[TASK MATERIAL]:
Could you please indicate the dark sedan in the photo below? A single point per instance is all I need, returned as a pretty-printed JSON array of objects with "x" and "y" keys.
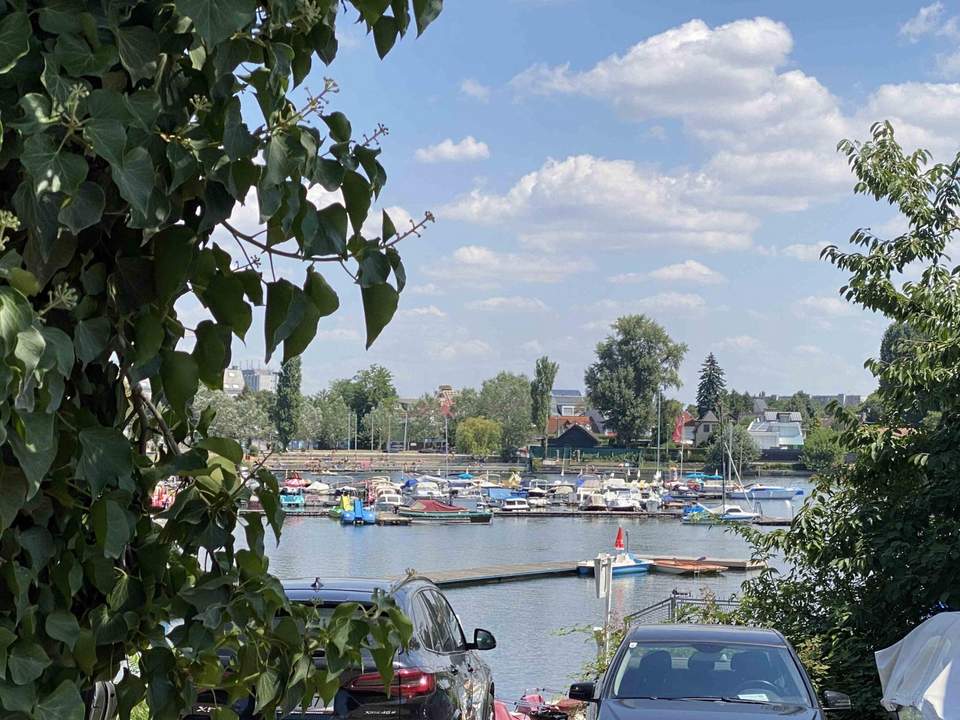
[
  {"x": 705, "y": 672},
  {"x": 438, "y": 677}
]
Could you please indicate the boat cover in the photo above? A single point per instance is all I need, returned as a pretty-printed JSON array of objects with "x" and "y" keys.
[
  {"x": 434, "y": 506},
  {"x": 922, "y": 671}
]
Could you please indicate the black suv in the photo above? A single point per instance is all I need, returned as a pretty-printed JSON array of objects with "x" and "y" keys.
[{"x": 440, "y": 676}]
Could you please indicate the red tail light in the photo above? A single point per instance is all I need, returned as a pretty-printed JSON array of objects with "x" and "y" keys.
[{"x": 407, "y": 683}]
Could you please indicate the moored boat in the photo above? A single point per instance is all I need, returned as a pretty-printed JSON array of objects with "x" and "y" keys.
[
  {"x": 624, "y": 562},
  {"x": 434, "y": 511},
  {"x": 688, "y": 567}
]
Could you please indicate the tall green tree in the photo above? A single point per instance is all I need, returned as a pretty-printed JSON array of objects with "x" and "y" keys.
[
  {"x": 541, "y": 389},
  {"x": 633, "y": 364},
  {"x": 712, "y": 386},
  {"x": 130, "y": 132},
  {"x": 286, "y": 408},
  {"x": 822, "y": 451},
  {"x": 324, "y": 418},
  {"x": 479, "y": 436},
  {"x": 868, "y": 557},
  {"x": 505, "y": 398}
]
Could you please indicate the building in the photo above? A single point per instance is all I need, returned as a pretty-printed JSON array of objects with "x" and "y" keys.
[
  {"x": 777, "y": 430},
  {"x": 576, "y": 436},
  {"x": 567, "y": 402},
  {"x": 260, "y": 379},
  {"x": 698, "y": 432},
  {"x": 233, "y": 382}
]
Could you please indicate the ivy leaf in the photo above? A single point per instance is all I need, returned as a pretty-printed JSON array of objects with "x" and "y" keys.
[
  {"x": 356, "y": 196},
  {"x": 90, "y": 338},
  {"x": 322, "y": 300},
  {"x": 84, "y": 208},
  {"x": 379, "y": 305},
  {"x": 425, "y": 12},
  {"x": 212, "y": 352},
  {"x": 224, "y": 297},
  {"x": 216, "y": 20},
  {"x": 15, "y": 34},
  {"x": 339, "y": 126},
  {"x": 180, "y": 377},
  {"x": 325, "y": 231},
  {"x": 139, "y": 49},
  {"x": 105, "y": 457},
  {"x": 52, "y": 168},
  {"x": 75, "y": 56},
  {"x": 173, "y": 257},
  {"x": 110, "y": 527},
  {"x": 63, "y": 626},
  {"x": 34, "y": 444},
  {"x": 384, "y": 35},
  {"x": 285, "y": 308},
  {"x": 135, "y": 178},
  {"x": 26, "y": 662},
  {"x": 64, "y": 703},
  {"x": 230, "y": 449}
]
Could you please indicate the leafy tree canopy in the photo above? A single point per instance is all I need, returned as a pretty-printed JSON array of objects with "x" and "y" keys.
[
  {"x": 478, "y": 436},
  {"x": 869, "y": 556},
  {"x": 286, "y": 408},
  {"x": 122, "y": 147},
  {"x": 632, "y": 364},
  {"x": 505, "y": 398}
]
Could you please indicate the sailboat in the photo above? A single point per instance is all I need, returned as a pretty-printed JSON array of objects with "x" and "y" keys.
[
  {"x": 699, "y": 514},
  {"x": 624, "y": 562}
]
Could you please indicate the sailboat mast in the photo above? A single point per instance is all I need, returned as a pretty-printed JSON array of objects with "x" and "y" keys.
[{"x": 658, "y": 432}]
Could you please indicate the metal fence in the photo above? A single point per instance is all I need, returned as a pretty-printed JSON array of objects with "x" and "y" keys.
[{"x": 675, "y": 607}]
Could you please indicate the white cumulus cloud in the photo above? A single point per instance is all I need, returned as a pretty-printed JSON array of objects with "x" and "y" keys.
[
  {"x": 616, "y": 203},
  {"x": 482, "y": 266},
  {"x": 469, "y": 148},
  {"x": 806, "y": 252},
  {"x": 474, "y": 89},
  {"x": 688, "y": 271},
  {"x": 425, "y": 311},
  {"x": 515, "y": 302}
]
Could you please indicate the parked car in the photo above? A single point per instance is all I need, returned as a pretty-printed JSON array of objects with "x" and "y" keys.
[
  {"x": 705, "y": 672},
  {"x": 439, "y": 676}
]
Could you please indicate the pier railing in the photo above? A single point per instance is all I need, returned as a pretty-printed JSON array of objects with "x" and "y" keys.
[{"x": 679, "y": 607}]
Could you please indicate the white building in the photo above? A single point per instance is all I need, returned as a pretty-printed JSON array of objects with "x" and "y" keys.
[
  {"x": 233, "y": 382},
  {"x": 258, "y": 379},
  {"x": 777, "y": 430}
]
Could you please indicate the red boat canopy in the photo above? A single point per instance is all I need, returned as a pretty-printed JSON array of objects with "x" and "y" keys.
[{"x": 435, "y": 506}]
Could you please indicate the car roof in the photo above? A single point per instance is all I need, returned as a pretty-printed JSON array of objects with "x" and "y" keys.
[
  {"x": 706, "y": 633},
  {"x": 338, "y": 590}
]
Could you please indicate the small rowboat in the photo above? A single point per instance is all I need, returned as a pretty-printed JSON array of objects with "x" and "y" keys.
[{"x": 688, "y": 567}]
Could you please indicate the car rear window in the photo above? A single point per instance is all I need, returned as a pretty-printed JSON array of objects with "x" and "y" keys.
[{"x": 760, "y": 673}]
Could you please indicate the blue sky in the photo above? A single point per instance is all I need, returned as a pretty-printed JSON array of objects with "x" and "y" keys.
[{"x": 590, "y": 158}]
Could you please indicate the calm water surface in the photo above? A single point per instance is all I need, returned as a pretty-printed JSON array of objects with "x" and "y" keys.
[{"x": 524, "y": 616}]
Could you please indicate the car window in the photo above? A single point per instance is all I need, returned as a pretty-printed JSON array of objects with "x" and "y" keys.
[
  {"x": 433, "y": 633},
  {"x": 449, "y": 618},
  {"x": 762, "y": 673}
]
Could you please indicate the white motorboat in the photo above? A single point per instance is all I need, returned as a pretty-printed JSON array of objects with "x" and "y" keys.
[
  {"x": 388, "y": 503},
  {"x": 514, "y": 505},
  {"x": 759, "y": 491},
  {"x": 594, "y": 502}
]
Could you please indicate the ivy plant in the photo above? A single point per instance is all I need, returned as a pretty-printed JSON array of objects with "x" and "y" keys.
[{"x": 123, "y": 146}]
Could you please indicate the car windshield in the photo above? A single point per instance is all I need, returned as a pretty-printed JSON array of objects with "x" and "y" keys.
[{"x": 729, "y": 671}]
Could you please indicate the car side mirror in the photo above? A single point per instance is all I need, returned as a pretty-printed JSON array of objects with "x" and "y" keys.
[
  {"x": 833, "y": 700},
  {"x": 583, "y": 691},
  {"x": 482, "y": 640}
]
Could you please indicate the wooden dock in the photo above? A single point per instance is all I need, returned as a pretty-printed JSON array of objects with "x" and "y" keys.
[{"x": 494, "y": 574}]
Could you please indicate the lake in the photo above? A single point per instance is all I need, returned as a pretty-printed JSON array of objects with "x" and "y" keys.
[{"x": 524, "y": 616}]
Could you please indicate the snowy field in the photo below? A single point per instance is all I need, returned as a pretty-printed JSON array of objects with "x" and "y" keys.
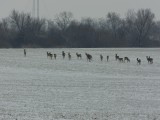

[EXERCISE INSTRUCTIONS]: Quote every row above word for word, leaving out the pictures.

[ANSWER FOR THIS EXERCISE]:
Could you please indicate the dark sedan in the photo below? A single point per instance is all I need, returned as a pretty-printed JSON array of objects with "x" and "y" keys.
[
  {"x": 705, "y": 672},
  {"x": 438, "y": 677}
]
Could you please indicate the boat cover in the photo above? A single point per instance is all I need, returned as a pretty-printed JSON array of objects with "x" and "y" keys.
[
  {"x": 434, "y": 506},
  {"x": 922, "y": 671}
]
Could you please indicate the black suv in the photo above? A single point per instance is all I need, returned as a pretty-printed JSON array of objects with "x" and "y" keys.
[{"x": 440, "y": 676}]
Could you please indicate the red tail light in the photo above? A single point per instance is all I need, returned as a pretty-printed JSON array of objects with "x" and "y" keys.
[{"x": 407, "y": 683}]
Could you please indicate the moored boat in the photo above? A single point per instance is all I need, returned as a pretty-printed JSON array of objects with "x" and "y" keys.
[
  {"x": 624, "y": 562},
  {"x": 434, "y": 511},
  {"x": 688, "y": 567}
]
Could you please indicate the tall green tree in the photo above? A single point per instance is all I need, returned as a pretty-printed JSON array of objects with "x" and "y" keys.
[
  {"x": 541, "y": 389},
  {"x": 633, "y": 364},
  {"x": 712, "y": 386},
  {"x": 130, "y": 132},
  {"x": 286, "y": 408},
  {"x": 822, "y": 451},
  {"x": 324, "y": 418},
  {"x": 479, "y": 436},
  {"x": 868, "y": 557},
  {"x": 505, "y": 398}
]
Could you please indicate the building in the photo above? A single point per instance is all I need, returned as a pretty-printed JSON array of objects with "x" and "y" keys.
[
  {"x": 777, "y": 430},
  {"x": 576, "y": 436},
  {"x": 567, "y": 402},
  {"x": 260, "y": 379},
  {"x": 698, "y": 432},
  {"x": 233, "y": 382}
]
Could you please indicate the ivy leaf in the photo above? A single point per instance is all I need, returned as a pretty-printed JSON array of objects with "x" and "y" keys.
[
  {"x": 356, "y": 196},
  {"x": 90, "y": 338},
  {"x": 322, "y": 300},
  {"x": 84, "y": 208},
  {"x": 379, "y": 305},
  {"x": 425, "y": 12},
  {"x": 212, "y": 352},
  {"x": 224, "y": 297},
  {"x": 216, "y": 20},
  {"x": 15, "y": 34},
  {"x": 339, "y": 126},
  {"x": 180, "y": 377},
  {"x": 325, "y": 231},
  {"x": 139, "y": 49},
  {"x": 105, "y": 457},
  {"x": 52, "y": 168},
  {"x": 75, "y": 56},
  {"x": 173, "y": 257},
  {"x": 110, "y": 527},
  {"x": 63, "y": 626},
  {"x": 34, "y": 444},
  {"x": 384, "y": 35},
  {"x": 285, "y": 308},
  {"x": 135, "y": 178},
  {"x": 26, "y": 662},
  {"x": 64, "y": 703},
  {"x": 230, "y": 449}
]
Could you please indicate the leafy tree canopy in the photo above? A single point per instance is all I need, returned as a pretty-printed JSON array of objects with "x" and "y" keys.
[
  {"x": 478, "y": 436},
  {"x": 869, "y": 556},
  {"x": 286, "y": 408},
  {"x": 122, "y": 147},
  {"x": 632, "y": 364},
  {"x": 505, "y": 398}
]
Could you please indicate the sailboat in the photo above? A single point per instance is all I need, returned as a pretty-printed JSON array of objects with "x" and "y" keys.
[
  {"x": 699, "y": 514},
  {"x": 624, "y": 562}
]
Could you please indicate the sailboat mast in the photo above? A single point per instance is all I need, returned as a pretty-printed JSON array of objects with "x" and "y" keys.
[{"x": 658, "y": 432}]
Could you please indicate the metal fence in the photo above? A single point per instance is all I need, returned as a pretty-printed JSON array of objects with "x" and "y" keys.
[{"x": 675, "y": 607}]
Could you please indicate the white cumulus cloud in the photo above? A single point per instance is all I need, returned as a pretty-printed JSON array of objects with "x" and "y" keys.
[
  {"x": 616, "y": 203},
  {"x": 482, "y": 266},
  {"x": 469, "y": 148},
  {"x": 806, "y": 252},
  {"x": 474, "y": 89},
  {"x": 688, "y": 271},
  {"x": 425, "y": 311},
  {"x": 515, "y": 302}
]
Could you please indicate the parked car in the photo above? A single point per instance is all I need, returned as a pretty-printed JSON array of objects with "x" and "y" keys.
[
  {"x": 705, "y": 672},
  {"x": 439, "y": 676}
]
Could you please indicate the pier railing in the photo above? A single point per instance is all I need, returned as a pretty-printed JSON array of objects with "x" and "y" keys.
[{"x": 679, "y": 607}]
Could you please indicate the white building in the photo above? A single point per instance is all I need, returned as a pretty-printed JSON array of objects with "x" and "y" keys.
[
  {"x": 233, "y": 382},
  {"x": 258, "y": 379},
  {"x": 777, "y": 430}
]
Could you please indicate the red boat canopy in the photo above? A single point per instance is all I need, returned as a pretty-printed JSON array of objects with "x" and "y" keys.
[{"x": 435, "y": 506}]
Could you please indicate the car roof in the photo above? A single point per instance is all I need, returned as a pretty-printed JSON array of objects with "x" and "y" keys.
[
  {"x": 706, "y": 633},
  {"x": 338, "y": 590}
]
Could you please indicate the small rowboat in the photo above? A single point per instance is all I need, returned as a pretty-printed JSON array of objects with "x" and "y" keys.
[{"x": 688, "y": 567}]
Could you please indicate the car rear window in the photo above? A single point per instance is all I need, returned as a pretty-printed JSON array of objects with "x" and "y" keys.
[{"x": 760, "y": 673}]
Could you please indicate the blue sky in the photo above? A single point per instance is all I need, returned as a pretty-printed JSON array of objects with "x" and "y" keys.
[{"x": 590, "y": 158}]
Could you please indicate the calm water surface in the photo above? A single point per instance is all I need, returned as a pretty-printed JSON array of objects with "x" and "y" keys.
[{"x": 524, "y": 616}]
Could you please indicate the car window in the photo above? A single point per instance is all I need, returned as a pretty-printed JSON array of objects with "x" and "y" keys.
[
  {"x": 433, "y": 633},
  {"x": 449, "y": 618},
  {"x": 762, "y": 673}
]
Could you please indicate the white motorboat in the photo above? A single point per instance is all I need, returned as a pretty-printed JSON array of objects with "x" and "y" keys.
[
  {"x": 388, "y": 503},
  {"x": 514, "y": 505},
  {"x": 759, "y": 491},
  {"x": 594, "y": 502}
]
Could you please indicate the ivy plant in the photo above? A single point per instance is all I need, returned as a pretty-printed JSON array of objects with "x" and "y" keys.
[{"x": 123, "y": 146}]
Could you please indicate the car windshield in the photo above? A single point per instance is all I need, returned as a pretty-printed JSON array of objects with "x" and "y" keys.
[{"x": 729, "y": 671}]
Could you please indicate the car side mirror in the photo above? A single point per instance is all I need, returned as a pretty-printed JSON array of objects with "x" and "y" keys.
[
  {"x": 833, "y": 700},
  {"x": 583, "y": 691},
  {"x": 482, "y": 640}
]
Could you please indicate the wooden dock in the photo above? A single point per instance is all I need, returned as a pretty-printed JSON array of objects with "x" and "y" keys.
[{"x": 494, "y": 574}]
Could you please indicate the lake in the photo above? A single point per instance is all I need, returned as a pretty-printed JSON array of objects with "x" and "y" keys.
[{"x": 524, "y": 616}]
Could you please indicate the snowy field in the photo below? A single point per instance is all I need, returned as a pretty-printed JSON array of objects with "x" and "y" keys.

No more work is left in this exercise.